Rewrite all of the entries, swapping every "locomotive" for "engine" and leaving everything else unchanged. Omit the pictures from your answer.

(Image object location entries)
◇ ◇ ◇ ◇
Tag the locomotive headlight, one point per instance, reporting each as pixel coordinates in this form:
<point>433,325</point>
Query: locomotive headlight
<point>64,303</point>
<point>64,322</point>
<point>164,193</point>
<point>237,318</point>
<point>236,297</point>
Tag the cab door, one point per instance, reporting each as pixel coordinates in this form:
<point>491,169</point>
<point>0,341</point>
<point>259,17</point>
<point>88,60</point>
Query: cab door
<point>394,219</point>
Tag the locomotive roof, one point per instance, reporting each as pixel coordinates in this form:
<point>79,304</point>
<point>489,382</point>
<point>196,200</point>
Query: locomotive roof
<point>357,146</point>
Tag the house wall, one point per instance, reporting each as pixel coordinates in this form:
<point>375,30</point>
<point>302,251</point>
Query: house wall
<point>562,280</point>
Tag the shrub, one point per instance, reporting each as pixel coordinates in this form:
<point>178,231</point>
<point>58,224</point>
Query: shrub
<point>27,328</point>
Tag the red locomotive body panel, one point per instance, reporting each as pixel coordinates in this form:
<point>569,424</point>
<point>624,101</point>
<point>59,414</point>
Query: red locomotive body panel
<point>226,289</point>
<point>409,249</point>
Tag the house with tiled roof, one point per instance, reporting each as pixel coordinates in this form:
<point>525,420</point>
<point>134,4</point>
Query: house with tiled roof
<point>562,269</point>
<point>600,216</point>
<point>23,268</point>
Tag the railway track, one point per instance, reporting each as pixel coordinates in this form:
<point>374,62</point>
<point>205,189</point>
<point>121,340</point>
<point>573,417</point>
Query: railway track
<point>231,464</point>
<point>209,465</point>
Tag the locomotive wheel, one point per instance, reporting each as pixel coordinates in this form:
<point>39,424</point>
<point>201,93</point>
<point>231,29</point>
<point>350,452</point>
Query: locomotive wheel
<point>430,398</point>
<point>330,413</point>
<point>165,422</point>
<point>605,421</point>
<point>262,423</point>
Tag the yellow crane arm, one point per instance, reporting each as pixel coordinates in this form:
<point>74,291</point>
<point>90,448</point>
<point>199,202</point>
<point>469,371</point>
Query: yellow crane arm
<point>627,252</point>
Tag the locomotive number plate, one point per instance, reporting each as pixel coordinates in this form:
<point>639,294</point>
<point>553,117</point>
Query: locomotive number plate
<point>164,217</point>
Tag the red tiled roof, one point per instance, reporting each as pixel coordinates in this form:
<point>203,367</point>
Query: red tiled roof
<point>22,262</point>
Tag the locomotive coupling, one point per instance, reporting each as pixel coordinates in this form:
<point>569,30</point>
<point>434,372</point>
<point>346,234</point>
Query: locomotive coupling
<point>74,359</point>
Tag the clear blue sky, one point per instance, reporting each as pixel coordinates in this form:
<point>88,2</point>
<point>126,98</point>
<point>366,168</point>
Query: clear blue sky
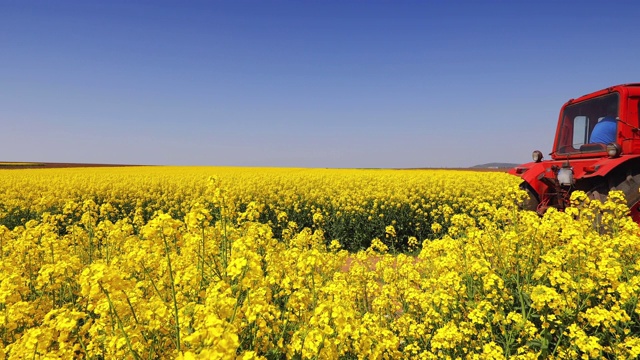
◇ ◇ ◇ ◇
WRITTEN SOLUTION:
Tag the engine headlight, one point per instance, reporting each as pixel coordinates in this form:
<point>433,325</point>
Query: engine headlight
<point>64,303</point>
<point>64,322</point>
<point>164,193</point>
<point>237,318</point>
<point>236,297</point>
Tag the cab door, one point per instance, reporting each as pixel coordinates in this form:
<point>491,169</point>
<point>0,341</point>
<point>259,17</point>
<point>88,60</point>
Query: cab door
<point>394,219</point>
Tag the engine roof, one point per instance, reporting each as pixel coordinates in this form:
<point>79,304</point>
<point>489,382</point>
<point>196,200</point>
Query: engine roof
<point>357,146</point>
Tag the house wall, one point per instance, reporting each as pixel coordinates in this form:
<point>375,30</point>
<point>302,251</point>
Query: house wall
<point>562,280</point>
Tag the shrub, one point per instance, reporting each as pixel coordinates in this form:
<point>178,231</point>
<point>58,224</point>
Query: shrub
<point>27,328</point>
Tag the red engine body panel, one point per instance, reporting each as pixel coordinates in this form:
<point>569,424</point>
<point>624,101</point>
<point>59,414</point>
Query: red engine body panel
<point>226,289</point>
<point>409,249</point>
Tag the house with tiled roof, one point per instance, reporting each as pixel coordinates in this form:
<point>525,420</point>
<point>134,4</point>
Query: house with tiled roof
<point>562,269</point>
<point>600,216</point>
<point>23,268</point>
Tag the railway track, one point per instance, reporting each as pixel coordinates in this form:
<point>374,62</point>
<point>205,189</point>
<point>121,340</point>
<point>573,417</point>
Query: railway track
<point>231,464</point>
<point>209,465</point>
Tag the engine wheel, one point per instance, reporting each as pixel coordinates in this form:
<point>39,424</point>
<point>201,93</point>
<point>231,29</point>
<point>350,452</point>
Query: engine wheel
<point>430,398</point>
<point>330,413</point>
<point>165,422</point>
<point>605,421</point>
<point>262,423</point>
Tag the yellow crane arm, one point per instance, reporting each as pixel coordinates in this form:
<point>74,291</point>
<point>90,448</point>
<point>199,202</point>
<point>469,371</point>
Query: yellow crane arm
<point>627,252</point>
Tag the engine number plate, one point per instance, reporting each as pixel coordinates in this form:
<point>639,294</point>
<point>553,117</point>
Query: engine number plate
<point>164,217</point>
Tag the red tiled roof, one point per instance, reporting each as pixel coordinates in this form:
<point>203,367</point>
Query: red tiled roof
<point>22,262</point>
Tag the engine coupling, one point per instance, reporting each as pixel coordinates in this form:
<point>569,30</point>
<point>434,372</point>
<point>346,234</point>
Query: engine coupling
<point>74,359</point>
Tag the clear blue sky, one point per instance, reporting each as pixel coordinates in this form:
<point>88,2</point>
<point>126,98</point>
<point>366,168</point>
Query: clear blue sky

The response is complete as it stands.